» Tasks for this exercise:
1. According to the lactose intolerance text, how long after eating or drinking foods containing lactose do the common symptoms begin?
2. Continue the lactose intolerance text from its final sentence.
___ Document excerpt
What is lactose intolerance?
Lactose intolerance is the inability to digest significant amounts of lactose, the predominant sugar found in milk. This inability results from a shortage of the enzyme lactase, which is normally produced by the cells that line the small intestine. Lactase breaks down milk sugar into simpler forms that can then be absorbed into the bloodstream. When there is not enough lactase to digest the amount of lactose consumed, the results, although not usually dangerous, may be very distressing. While not all people deficient in lactase have symptoms, those who do are said to be lactose intolerant.
Common symptoms include nausea, cramps, bloating, wind, and diarrhoea, which begin about 30 minutes to two hours after eating or drinking foods containing lactose. The severity of symptoms varies according to the amount of lactose each individual can tolerate.
Some causes of lactose intolerance are well known. For instance, certain digestive diseases and injuries to the small intestine can reduce the amount of enzymes produced. In rare cases, children are born without the ability to produce lactase.
For most people, lactase deficiency or lactose maldigestion is a condition that develops naturally over time. After about the age of two years, the body begins to produce less lactase. However, many people may not experience symptoms until they are much older.
Certain ethnic and racial populations are most likely to be affected, such as people of Hispanic, south Indian, African-Caribbean, and Asian ethnicity. The condition is least common among people of northern European descent. Individuals who are lactose intolerant do not tolerate any lactose, whereas the majority of people suffer from lactose maldigestion and can tolerate small amounts of lactose.
How is lactose intolerance diagnosed?
The most common tests for measuring absorption of lactose in the digestive system are the lactose tolerance test, the hydrogen breath test, and the stool acidity test. These tests are performed at hospital outpatient departments or by a GP.
______
___ Entries provided
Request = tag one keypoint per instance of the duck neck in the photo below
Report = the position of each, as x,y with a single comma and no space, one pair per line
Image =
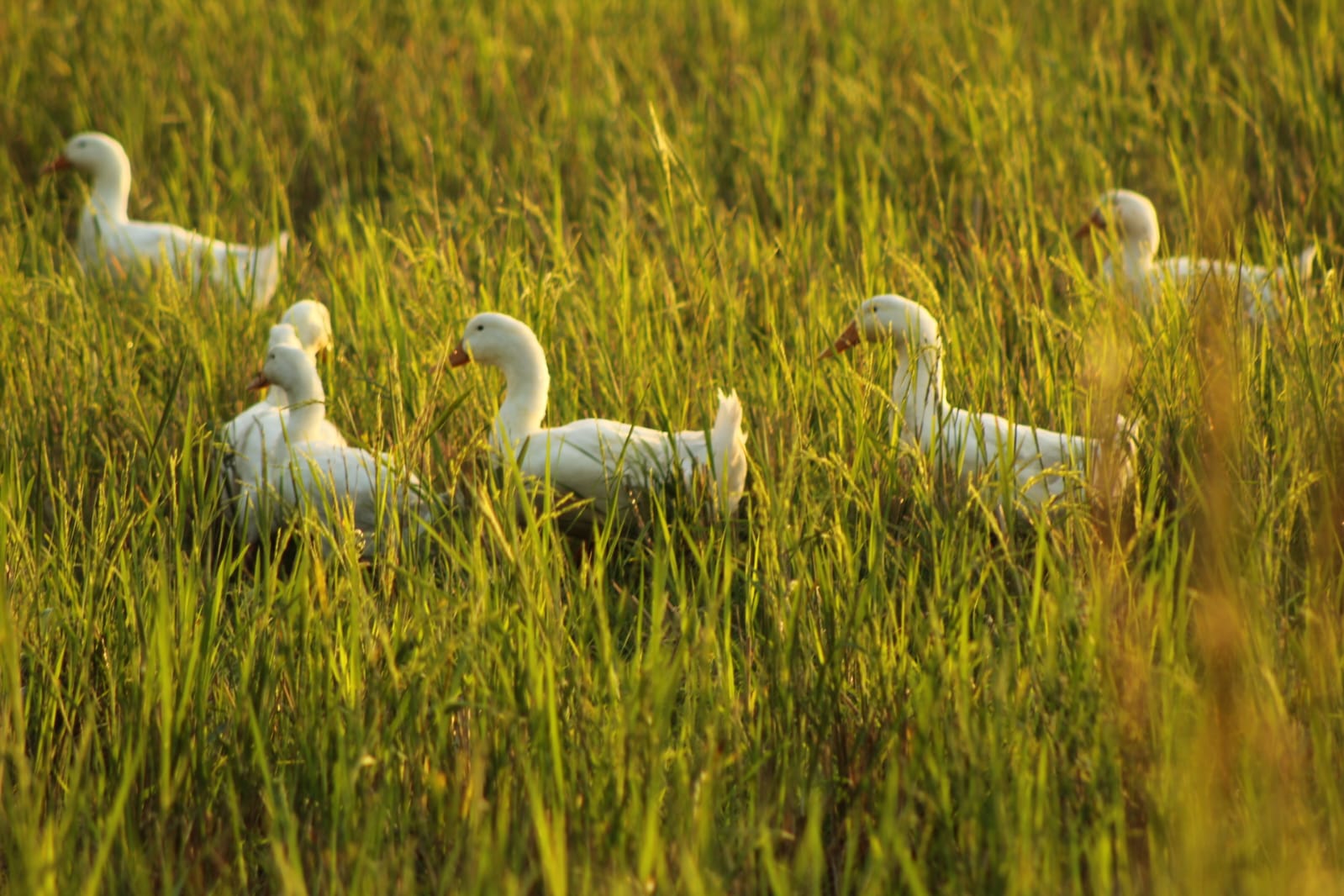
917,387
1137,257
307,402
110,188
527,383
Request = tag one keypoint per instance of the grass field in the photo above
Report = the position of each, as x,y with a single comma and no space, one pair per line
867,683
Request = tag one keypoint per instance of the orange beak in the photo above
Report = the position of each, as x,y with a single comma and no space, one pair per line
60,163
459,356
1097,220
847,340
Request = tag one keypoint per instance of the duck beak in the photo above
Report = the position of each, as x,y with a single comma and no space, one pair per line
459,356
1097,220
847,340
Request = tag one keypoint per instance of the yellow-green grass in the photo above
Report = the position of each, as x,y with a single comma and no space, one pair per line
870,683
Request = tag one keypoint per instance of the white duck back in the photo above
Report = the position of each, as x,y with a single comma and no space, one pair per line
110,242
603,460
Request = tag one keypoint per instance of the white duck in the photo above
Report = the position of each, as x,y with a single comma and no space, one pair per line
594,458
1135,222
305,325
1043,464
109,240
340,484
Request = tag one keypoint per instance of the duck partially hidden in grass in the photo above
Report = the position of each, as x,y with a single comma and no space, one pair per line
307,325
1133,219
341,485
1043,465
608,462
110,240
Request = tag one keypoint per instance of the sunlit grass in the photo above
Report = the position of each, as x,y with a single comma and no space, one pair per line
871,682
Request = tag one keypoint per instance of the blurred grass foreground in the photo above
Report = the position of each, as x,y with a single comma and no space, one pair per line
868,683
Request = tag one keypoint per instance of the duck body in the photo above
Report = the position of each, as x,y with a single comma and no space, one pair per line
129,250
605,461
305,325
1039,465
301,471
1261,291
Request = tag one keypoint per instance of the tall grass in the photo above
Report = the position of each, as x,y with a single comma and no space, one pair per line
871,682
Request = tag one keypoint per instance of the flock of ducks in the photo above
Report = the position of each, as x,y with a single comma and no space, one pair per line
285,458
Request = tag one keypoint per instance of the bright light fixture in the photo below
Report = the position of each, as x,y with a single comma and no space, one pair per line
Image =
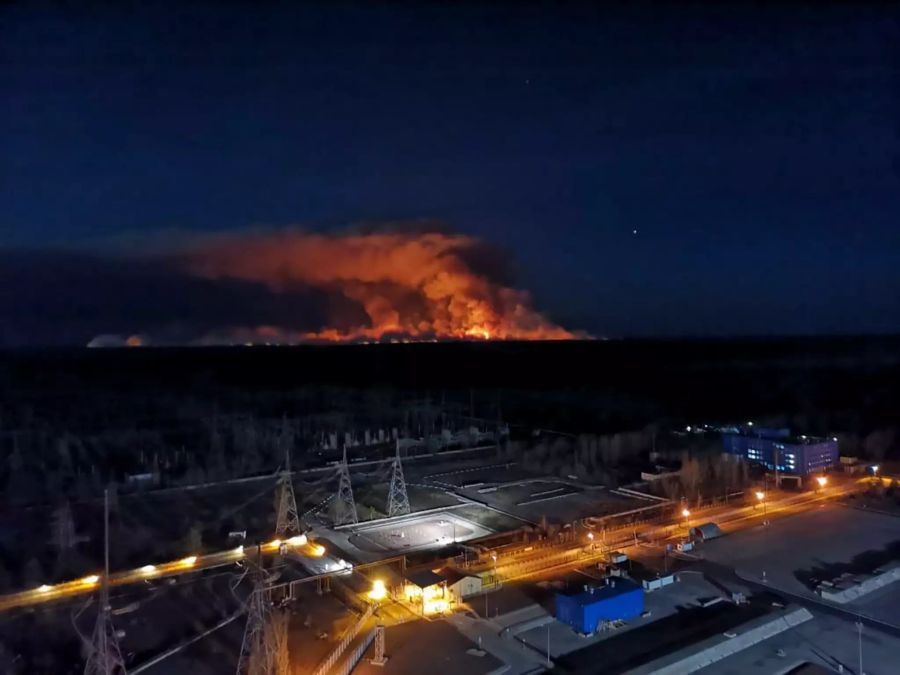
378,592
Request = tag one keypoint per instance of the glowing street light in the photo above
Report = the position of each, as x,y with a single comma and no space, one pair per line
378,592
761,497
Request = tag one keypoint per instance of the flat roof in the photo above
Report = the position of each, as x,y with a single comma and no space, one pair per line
______
___ Entries provided
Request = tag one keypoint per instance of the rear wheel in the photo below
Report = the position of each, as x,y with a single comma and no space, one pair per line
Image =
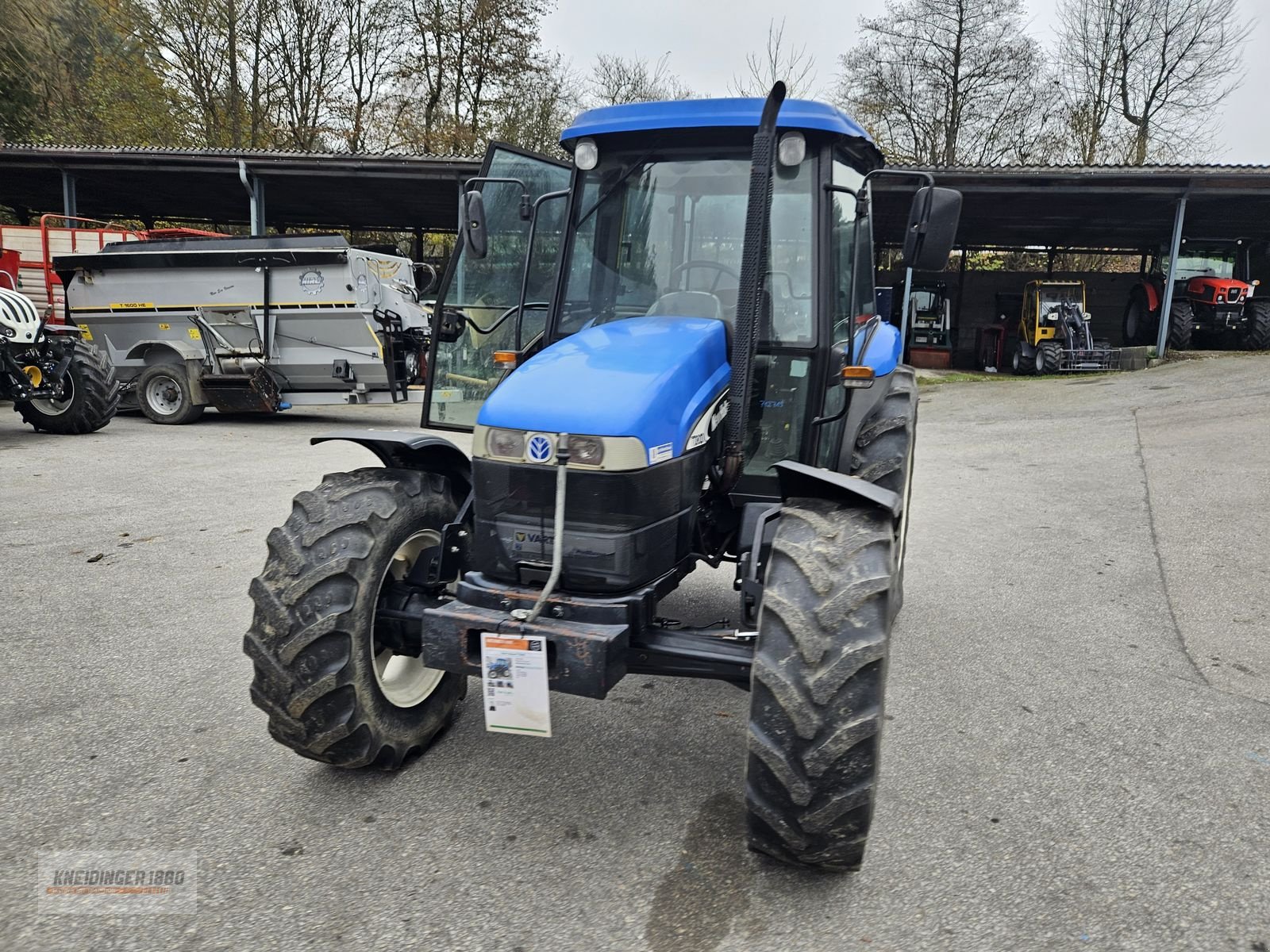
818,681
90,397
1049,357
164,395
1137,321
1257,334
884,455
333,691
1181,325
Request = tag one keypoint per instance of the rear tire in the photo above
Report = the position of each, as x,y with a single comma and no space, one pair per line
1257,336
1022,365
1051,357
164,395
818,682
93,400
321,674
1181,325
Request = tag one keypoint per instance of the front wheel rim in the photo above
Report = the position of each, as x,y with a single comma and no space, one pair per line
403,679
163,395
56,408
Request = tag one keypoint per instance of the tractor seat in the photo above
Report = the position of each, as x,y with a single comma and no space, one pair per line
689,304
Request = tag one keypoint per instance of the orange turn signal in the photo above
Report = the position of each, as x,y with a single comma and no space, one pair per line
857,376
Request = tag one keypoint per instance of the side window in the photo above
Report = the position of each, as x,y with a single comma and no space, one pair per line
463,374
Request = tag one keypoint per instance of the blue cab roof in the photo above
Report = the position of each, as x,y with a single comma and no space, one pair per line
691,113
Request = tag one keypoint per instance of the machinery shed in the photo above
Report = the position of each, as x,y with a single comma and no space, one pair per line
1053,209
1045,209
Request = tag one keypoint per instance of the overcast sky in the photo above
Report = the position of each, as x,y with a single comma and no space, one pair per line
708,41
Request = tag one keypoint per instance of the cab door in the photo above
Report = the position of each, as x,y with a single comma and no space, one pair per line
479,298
______
___ Entries provided
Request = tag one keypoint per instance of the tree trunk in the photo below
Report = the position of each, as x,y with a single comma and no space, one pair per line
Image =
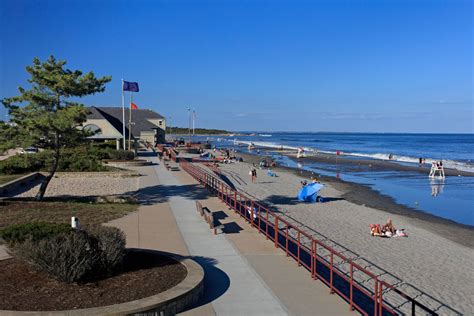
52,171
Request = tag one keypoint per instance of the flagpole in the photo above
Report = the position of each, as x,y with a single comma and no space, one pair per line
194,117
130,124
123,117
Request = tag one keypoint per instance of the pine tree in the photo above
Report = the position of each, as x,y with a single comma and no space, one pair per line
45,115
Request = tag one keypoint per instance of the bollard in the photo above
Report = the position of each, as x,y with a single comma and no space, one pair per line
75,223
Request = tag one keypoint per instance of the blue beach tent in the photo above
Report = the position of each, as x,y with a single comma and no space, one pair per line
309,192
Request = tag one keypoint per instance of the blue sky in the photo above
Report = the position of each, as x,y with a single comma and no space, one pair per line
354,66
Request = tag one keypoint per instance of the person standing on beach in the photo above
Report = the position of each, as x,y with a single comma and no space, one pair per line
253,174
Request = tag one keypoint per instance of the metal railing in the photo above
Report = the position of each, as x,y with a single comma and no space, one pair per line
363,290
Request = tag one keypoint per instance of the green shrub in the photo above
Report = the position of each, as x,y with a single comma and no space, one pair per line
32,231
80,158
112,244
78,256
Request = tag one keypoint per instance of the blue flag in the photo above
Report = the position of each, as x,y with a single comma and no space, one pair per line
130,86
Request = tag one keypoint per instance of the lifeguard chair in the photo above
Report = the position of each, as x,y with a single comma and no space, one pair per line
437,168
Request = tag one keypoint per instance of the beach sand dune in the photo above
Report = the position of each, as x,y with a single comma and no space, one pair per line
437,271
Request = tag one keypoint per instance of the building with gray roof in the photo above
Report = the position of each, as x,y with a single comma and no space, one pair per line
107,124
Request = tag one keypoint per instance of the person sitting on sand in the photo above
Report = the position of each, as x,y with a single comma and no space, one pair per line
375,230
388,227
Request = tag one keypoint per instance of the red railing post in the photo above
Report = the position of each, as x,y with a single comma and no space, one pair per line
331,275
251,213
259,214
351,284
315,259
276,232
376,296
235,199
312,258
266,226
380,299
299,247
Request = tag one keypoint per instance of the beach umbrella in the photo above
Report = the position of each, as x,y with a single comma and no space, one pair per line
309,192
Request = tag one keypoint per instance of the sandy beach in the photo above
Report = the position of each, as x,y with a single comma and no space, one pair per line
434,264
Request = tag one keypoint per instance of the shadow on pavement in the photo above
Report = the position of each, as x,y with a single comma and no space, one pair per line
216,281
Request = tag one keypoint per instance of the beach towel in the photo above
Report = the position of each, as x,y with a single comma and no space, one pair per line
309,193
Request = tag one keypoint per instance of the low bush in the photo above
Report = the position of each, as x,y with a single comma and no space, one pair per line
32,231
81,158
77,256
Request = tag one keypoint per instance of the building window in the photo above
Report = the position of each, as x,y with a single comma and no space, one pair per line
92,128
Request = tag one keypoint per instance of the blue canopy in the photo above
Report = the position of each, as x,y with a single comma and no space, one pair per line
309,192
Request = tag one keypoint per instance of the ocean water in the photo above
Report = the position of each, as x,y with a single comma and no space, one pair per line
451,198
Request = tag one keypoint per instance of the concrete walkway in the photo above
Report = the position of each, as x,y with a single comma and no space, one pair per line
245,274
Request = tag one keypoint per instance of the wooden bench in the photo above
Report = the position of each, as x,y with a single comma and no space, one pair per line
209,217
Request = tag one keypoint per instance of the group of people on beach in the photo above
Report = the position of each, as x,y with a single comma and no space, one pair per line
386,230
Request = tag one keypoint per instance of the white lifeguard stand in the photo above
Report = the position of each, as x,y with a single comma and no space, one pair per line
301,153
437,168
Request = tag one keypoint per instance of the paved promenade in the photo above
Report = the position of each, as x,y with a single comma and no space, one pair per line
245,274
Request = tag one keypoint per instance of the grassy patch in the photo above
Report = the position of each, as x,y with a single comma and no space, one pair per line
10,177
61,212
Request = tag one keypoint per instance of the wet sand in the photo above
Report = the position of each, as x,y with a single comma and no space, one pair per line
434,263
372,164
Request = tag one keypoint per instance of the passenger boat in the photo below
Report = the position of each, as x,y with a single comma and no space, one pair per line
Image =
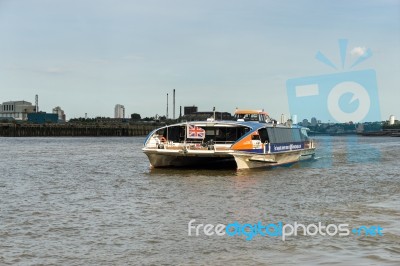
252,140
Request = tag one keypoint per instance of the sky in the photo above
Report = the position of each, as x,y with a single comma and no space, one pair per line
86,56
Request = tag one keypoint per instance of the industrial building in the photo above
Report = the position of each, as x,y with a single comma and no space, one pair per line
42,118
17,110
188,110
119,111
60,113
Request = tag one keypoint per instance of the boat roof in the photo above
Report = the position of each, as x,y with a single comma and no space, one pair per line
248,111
______
» Expected results:
1. About 30 minutes to two hours.

2.
The lactose tolerance test begins with the individual fasting (not eating) before the test and then drinking a liquid that contains lactose. Several blood samples are taken over a two-hour period to measure the person's blood glucose (blood sugar) level, which indicates how well the body is able to digest lactose.
Normally, when lactose reaches the digestive system, the lactase enzyme breaks down lactase into glucose and galactose. The liver then changes the galactose into glucose, which enters the bloodstream and raises the person's blood glucose level. If lactose is incompletely broken down the blood glucose level does not rise, and a diagnosis of lactose intolerance is confirmed.
The hydrogen breath test measures the amount of hydrogen in the breath. Normally, very little hydrogen is detectable in the breath. However, undigested lactose in the colon is fermented by bacteria, and various gases, including hydrogen, are produced. The hydrogen is absorbed from the intestines, carried through the bloodstream to the lungs, and exhaled. In the test, the patient drinks a lactose-loaded beverage, and the breath is analysed at regular intervals. Raised levels of hydrogen in the breath indicate improper digestion of lactose. Certain foods, medications, and cigarettes can affect the test's accuracy and should be avoided before taking the test. This test is available for children and adults.